Pela Tabela 6', temos que o acorde VI7 do quadrado de samba é não diatônico. Note que se trocássemos VI7 pelo acorde diatônico VIm, teríamos a sequência 3 da Tabela 7. Este acorde não diatônico é justamente o que dá característica de samba à sequência, e entender o porquê de ele fazer parte do quadrado de samba é o ponto central deste texto. Vejamos alguns exemplos:
Exemplo: "Canta, canta minha gente" - Martinho da Vila (quadrado em Lá maior)[Fonte]
A
Canta, canta minha gente
            F#7       Bm
Deixa a tristeza pra lá
                     E7
Canta forte, canta alto
                     A
Que a vida vai melhorar (...)
O conhecimento dos acordes do quadrado de samba é útil mesmo quando não está na sequência I-VI7-IIm-V7. O exemplo a seguir usa os acordes do quadrado de Dó, mas não segue a sequência esperada. Perceba  porém que ela sempre respeita o uso de dominantes primários (G7-C) e secundários (A7-Dm).
Exemplo: "Argumento" - Paulinho da Viola (Dó maior)[Fonte]
      C        G7          C
Tá legal, eu aceito o argumento
                   A7             Dm  A7 Dm
Mas não me altere o samba tanto assim
                G7            C          A7
Olha que a rapaziada está sentindo a falta
         Dm             G7                  C 
De um cavaco, de um pandeiro ou de um tamborim

G7 C G7 C Tá legal! Tá legal, eu aceito o argumento (...)

Nas Seções 5.1 e 5.2 a seguir serão dadas duas explicações do porquê a sequência do quadrado de samba faz sentido: A Seção 5.1 utiliza as notas dos acordes, e a Seção 5.2 utiliza acordes dominantes. As duas são importantes, mas a que utiliza dominantes permite compreender uma gama maior de situações, inclusive em outros estilos musicais.

5.1 - Explicação a partir das notas

Começaremos com uma definição importante:

Acorde alterado é quando ele contém ao menos uma nota não pertencente à escala de origem.

Uma citação interessante envolvendo acordes alterados é a seguir:

"O objeto de tais notas externas é: aumentar e enriquecer a escala, confirmar a tendência melódica de certas notas...; converter notas inativas em ativas [sensíveis]...; e de relacionar acordes." (tradução livre) [Fonte]

Vejamos o quadrado em Dó maior no violão e no cavaquinho:

    Acorde     C    A7    Dm   G7   -> C  A7 ...
Cifra e 0 0 1 1 Corda B 1(C) 2(C#) 3(D) 0(B) -> C C# ...
G 0 0   2 0
D 2   2   0 0 A 3 0   X 2  E X X   X 3
Figura 9a. Quadrado de samba de Dó maior no violão.

Acorde C A7 Dm G7 -> C A7 ...
Cifra d 2 2 3 5 Corda B 1(C) 2(C#) 3(D) 3(D) -> C C# ...

Exercício escrito a> Copie sem qualquer alteração os registros, da linha que contém "Please drop a marker on the woman's" até o final deles.
O texto e os registros não têm nenhuma relação entre si.

Dados extraídos>

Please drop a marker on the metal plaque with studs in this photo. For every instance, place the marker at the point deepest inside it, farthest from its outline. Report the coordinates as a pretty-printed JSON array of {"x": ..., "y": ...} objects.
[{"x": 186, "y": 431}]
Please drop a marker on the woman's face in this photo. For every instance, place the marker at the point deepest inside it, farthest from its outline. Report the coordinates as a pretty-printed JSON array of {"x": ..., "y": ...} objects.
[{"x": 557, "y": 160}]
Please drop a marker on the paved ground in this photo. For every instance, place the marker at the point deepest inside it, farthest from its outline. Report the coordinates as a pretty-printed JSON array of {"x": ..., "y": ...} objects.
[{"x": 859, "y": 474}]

Exercício escrito b> Dê continuidade ao texto sobre o quadrado de samba a partir do ponto em que ele para.

Resposta correta a>
Please drop a marker on the woman's face in this photo. For every instance, place the marker at the point deepest inside it, farthest from its outline. Report the coordinates as a pretty-printed JSON array of {"x": ..., "y": ...} objects.
[{"x": 557, "y": 160}]
Please drop a marker on the paved ground in this photo. For every instance, place the marker at the point deepest inside it, farthest from its outline. Report the coordinates as a pretty-printed JSON array of {"x": ..., "y": ...} objects.
[{"x": 859, "y": 474}]

Resposta correta b>
G 0 0   2 4
D 2   2   3 3 Figura 9b. Quadrado de samba de Dó maior no cavaquinho.

Já sabemos que A7 é um acorde não diatônico. Ele também é alterado, pois a nota C#, a terça deste acorde , está fora da escala de Dó maior. A troca do acorde diatônico Am7 pelo não diatônico A7 portanto é a troca da nota C pela C#. Vejamos como esta troca, conforme a citação acima, "converte uma nota inativa numa ativa".

Se observarmos as Figuras 9a e 9b acima, veremos que há um desenho em semitom ascendente na corda Si, {C-C#-D}, que usa exatamente a nota C#. Na verdade C#, nota estranha à tonalidade de Dó, é a sensível de Ré, além de relacionar os acordes diatônicos Dó maior e Ré menor (conforme a citação acima, um dos objetivos de notas externas é relacionar acordes). Tudo isso torna o quadrado de samba particularmente agradável e interessante aos ouvidos. Além disso, a sequência respeita a "regra de continuidade harmônica" da Seção 4.2.

5.2 - Explicação usando Dominantes secundários

Pensando na sequência do quadrado de samba, I-VI7-IIm-V7, podemos agora entendê-lo usando o conceito de  dominantes secundários. Como já vimos, o grau VI7 é não diatônico em uma tonalidade maior e este acorde precede o segundo grau IIm.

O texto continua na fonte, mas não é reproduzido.